## To be done
Output the part of the material that opens with the line containing "Where can the light" and closes with the line containing "pixel 242 69" as a JSON list of strings, one string per line, with blank lines omitted.

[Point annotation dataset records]

start

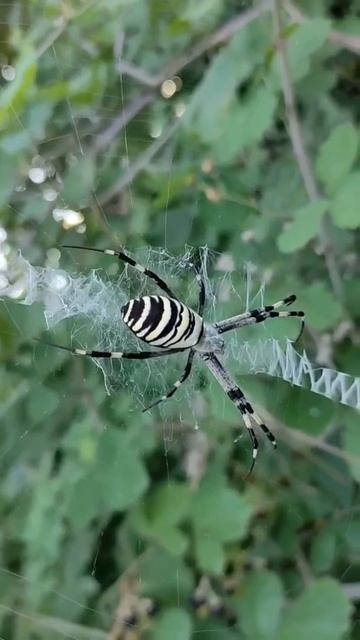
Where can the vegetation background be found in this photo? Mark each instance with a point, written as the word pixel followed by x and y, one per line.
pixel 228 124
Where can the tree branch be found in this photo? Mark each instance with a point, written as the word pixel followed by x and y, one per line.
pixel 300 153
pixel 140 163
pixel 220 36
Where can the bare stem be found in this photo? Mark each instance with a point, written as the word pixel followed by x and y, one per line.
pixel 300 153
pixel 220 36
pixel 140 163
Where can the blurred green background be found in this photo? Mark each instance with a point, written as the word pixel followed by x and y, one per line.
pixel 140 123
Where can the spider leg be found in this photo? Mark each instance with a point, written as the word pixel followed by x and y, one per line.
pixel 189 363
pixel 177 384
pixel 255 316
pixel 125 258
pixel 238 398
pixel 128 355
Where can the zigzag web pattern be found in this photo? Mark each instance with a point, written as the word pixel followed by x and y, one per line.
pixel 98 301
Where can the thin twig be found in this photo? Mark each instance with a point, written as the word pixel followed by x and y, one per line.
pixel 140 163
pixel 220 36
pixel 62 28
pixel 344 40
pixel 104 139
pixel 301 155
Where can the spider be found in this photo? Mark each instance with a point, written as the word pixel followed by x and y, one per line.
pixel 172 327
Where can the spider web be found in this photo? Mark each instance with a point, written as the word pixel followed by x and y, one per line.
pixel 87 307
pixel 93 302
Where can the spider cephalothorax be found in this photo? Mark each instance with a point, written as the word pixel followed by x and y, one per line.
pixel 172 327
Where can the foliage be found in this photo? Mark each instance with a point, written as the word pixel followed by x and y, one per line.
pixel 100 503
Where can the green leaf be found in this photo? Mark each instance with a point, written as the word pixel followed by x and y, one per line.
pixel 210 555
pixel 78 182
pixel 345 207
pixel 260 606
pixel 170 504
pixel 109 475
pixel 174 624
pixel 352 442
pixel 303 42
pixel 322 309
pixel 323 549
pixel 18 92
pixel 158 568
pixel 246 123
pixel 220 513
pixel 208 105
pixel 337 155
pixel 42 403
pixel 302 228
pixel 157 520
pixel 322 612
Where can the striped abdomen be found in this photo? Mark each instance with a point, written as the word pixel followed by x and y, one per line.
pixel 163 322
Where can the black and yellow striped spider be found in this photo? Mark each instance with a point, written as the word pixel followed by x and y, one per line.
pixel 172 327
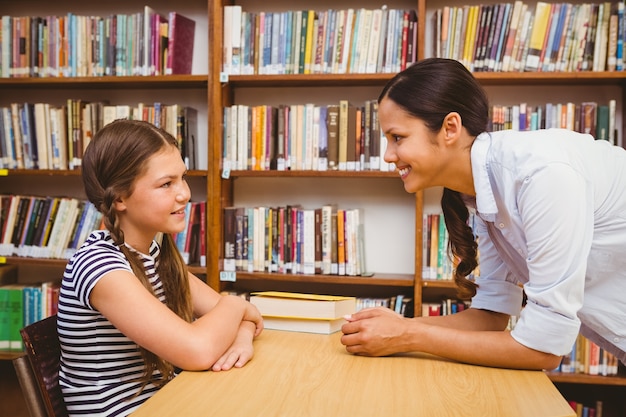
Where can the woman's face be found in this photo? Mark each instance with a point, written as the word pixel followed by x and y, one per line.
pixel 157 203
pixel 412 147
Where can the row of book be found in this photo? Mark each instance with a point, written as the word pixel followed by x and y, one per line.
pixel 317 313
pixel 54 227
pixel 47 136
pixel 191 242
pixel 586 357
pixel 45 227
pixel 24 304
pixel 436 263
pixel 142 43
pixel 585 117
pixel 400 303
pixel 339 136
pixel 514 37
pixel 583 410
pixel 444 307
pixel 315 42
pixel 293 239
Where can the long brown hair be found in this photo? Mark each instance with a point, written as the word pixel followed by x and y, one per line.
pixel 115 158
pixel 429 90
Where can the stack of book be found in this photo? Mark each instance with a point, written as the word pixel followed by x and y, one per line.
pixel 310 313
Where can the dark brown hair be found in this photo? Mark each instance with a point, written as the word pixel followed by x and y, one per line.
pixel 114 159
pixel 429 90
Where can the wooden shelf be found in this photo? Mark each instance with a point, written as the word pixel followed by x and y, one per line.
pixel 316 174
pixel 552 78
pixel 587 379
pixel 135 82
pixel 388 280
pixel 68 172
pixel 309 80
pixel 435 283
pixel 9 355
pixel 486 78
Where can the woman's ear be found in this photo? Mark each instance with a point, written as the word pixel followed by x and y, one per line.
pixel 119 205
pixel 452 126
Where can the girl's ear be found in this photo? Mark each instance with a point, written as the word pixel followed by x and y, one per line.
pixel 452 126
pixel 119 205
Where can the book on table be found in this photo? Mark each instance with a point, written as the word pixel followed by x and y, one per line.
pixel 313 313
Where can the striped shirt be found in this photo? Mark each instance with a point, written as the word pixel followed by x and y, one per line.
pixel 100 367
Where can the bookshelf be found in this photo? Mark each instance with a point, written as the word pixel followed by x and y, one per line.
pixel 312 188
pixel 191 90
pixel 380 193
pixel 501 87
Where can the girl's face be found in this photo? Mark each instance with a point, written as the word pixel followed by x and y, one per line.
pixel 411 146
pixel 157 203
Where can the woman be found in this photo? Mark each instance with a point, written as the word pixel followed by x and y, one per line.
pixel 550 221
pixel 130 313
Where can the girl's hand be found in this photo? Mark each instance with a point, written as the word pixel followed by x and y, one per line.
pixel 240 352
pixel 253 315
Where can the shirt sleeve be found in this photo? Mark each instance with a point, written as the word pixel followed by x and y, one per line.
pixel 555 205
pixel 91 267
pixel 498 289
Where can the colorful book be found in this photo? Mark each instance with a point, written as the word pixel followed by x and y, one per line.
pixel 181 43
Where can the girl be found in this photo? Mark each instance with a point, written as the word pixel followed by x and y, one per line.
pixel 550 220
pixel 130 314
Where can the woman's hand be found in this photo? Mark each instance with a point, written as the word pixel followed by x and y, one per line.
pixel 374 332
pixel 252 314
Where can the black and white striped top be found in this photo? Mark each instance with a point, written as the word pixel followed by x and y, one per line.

end
start

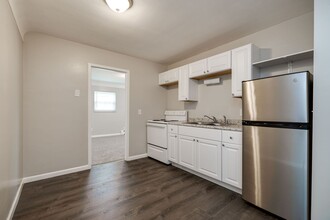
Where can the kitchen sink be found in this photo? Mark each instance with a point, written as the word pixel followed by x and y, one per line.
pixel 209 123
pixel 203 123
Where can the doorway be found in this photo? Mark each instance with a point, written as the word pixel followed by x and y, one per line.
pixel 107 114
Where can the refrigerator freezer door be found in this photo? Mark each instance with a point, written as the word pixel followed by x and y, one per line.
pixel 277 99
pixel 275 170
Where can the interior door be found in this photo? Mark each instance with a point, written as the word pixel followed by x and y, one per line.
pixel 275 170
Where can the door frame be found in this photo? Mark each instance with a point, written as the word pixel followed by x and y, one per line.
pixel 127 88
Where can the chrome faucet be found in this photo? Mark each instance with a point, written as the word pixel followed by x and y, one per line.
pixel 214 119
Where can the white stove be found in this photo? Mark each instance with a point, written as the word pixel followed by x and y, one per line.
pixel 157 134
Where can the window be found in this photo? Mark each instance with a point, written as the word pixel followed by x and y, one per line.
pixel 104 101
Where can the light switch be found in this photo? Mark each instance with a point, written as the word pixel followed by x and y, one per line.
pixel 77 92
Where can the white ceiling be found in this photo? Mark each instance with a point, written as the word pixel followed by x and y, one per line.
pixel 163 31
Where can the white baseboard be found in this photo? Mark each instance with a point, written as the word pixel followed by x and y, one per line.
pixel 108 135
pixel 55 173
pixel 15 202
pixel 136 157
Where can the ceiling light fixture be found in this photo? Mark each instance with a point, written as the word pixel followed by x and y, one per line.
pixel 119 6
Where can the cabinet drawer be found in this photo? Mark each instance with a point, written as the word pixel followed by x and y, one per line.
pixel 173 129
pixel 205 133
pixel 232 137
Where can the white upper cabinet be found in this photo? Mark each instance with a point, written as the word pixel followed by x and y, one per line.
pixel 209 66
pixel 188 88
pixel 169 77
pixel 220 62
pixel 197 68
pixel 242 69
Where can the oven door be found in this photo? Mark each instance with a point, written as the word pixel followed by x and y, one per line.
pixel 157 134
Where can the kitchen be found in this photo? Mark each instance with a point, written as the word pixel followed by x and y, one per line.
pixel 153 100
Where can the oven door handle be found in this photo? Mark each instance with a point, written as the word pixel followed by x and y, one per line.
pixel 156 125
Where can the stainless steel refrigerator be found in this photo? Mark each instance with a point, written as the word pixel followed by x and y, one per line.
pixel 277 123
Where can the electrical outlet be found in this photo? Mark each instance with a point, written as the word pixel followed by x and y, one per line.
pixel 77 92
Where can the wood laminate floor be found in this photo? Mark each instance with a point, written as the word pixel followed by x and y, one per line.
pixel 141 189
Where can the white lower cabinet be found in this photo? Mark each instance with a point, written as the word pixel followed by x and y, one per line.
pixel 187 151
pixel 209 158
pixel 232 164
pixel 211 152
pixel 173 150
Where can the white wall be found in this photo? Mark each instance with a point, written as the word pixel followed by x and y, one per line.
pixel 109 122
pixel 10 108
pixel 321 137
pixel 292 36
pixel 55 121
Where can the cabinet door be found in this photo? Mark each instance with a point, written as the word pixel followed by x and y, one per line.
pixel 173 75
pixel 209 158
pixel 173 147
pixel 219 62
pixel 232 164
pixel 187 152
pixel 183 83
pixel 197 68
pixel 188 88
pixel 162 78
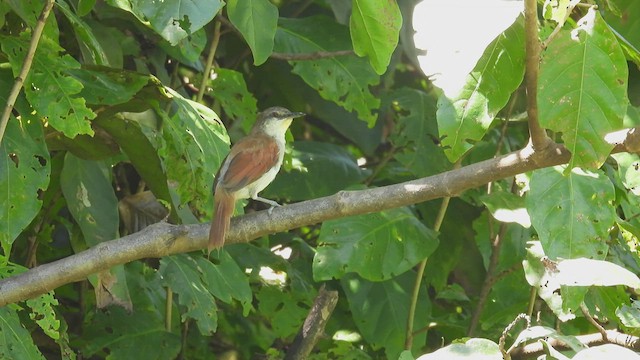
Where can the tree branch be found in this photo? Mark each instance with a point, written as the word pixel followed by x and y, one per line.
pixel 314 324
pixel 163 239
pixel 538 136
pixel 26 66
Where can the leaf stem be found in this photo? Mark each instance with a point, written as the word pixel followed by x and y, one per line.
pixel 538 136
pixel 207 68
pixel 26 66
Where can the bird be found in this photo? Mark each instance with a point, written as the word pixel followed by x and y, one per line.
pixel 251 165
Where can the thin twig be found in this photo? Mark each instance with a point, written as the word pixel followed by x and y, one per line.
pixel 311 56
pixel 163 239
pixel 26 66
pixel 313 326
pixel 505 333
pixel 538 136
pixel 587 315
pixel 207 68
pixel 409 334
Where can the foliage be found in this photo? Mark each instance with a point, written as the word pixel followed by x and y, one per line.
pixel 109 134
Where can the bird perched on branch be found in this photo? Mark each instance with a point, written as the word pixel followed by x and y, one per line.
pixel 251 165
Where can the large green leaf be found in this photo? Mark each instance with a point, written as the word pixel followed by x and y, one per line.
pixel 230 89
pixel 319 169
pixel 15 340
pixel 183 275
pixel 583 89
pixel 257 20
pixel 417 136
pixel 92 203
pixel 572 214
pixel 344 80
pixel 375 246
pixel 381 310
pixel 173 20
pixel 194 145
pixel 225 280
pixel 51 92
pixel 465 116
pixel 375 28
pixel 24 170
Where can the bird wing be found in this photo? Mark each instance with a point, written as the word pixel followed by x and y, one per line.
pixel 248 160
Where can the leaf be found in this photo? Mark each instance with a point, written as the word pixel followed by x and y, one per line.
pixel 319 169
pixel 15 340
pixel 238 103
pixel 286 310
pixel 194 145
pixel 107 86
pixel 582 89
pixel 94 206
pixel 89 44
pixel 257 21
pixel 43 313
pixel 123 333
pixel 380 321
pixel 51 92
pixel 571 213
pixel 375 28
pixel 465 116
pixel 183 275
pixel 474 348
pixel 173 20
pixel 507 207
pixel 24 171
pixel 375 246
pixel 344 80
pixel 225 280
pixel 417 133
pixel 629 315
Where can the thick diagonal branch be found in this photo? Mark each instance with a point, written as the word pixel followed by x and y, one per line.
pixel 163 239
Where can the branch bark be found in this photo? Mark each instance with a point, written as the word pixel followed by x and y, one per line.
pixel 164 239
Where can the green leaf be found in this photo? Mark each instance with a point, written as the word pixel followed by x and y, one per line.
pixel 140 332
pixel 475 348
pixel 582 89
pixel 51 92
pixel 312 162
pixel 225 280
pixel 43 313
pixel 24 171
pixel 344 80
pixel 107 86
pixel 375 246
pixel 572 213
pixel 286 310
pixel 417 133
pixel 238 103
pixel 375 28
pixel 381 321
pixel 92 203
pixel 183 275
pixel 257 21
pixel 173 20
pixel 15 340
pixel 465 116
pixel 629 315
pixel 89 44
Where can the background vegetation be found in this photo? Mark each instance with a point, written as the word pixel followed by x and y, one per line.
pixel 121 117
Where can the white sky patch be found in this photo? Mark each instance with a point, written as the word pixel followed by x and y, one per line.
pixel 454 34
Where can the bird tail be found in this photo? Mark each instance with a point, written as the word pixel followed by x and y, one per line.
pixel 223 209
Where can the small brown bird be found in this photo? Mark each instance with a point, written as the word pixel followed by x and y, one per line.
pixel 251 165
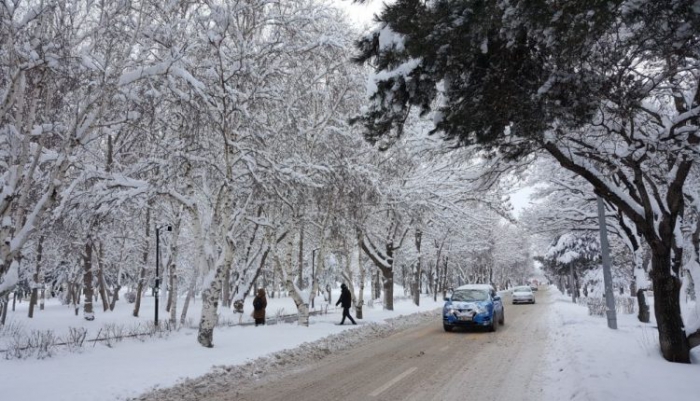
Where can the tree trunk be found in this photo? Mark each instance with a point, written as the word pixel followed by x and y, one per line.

end

## Reply
[
  "Where can the light switch be found in this photo? Mark each instance with a point, written as the word pixel followed by x and y, one per line.",
  "pixel 77 92",
  "Where can the white ceiling be found in this photo? Mark each instance with a point, written as the word pixel followed by x and y, one per line.",
  "pixel 163 31",
  "Where can the white baseboard be found in this photo? Mark each instance with a point, written as the word pixel followed by x and y, one per line.",
  "pixel 108 135",
  "pixel 55 173",
  "pixel 15 202",
  "pixel 136 157",
  "Where can the ceiling light fixture be found in this photo? Mark each instance with a point, written as the word pixel followed by x and y, one per line.",
  "pixel 119 6",
  "Where can the cabinet drawer be found in this photo? Mark each instance with a point, written as the word pixel followed by x and y, one per line.",
  "pixel 173 129",
  "pixel 205 133",
  "pixel 232 137",
  "Where can the white upper cabinet be found in this photo? Mark each instance with a point, written as the word pixel followed by x and y, one per line.",
  "pixel 209 66",
  "pixel 188 88",
  "pixel 169 77",
  "pixel 220 62",
  "pixel 197 68",
  "pixel 242 69"
]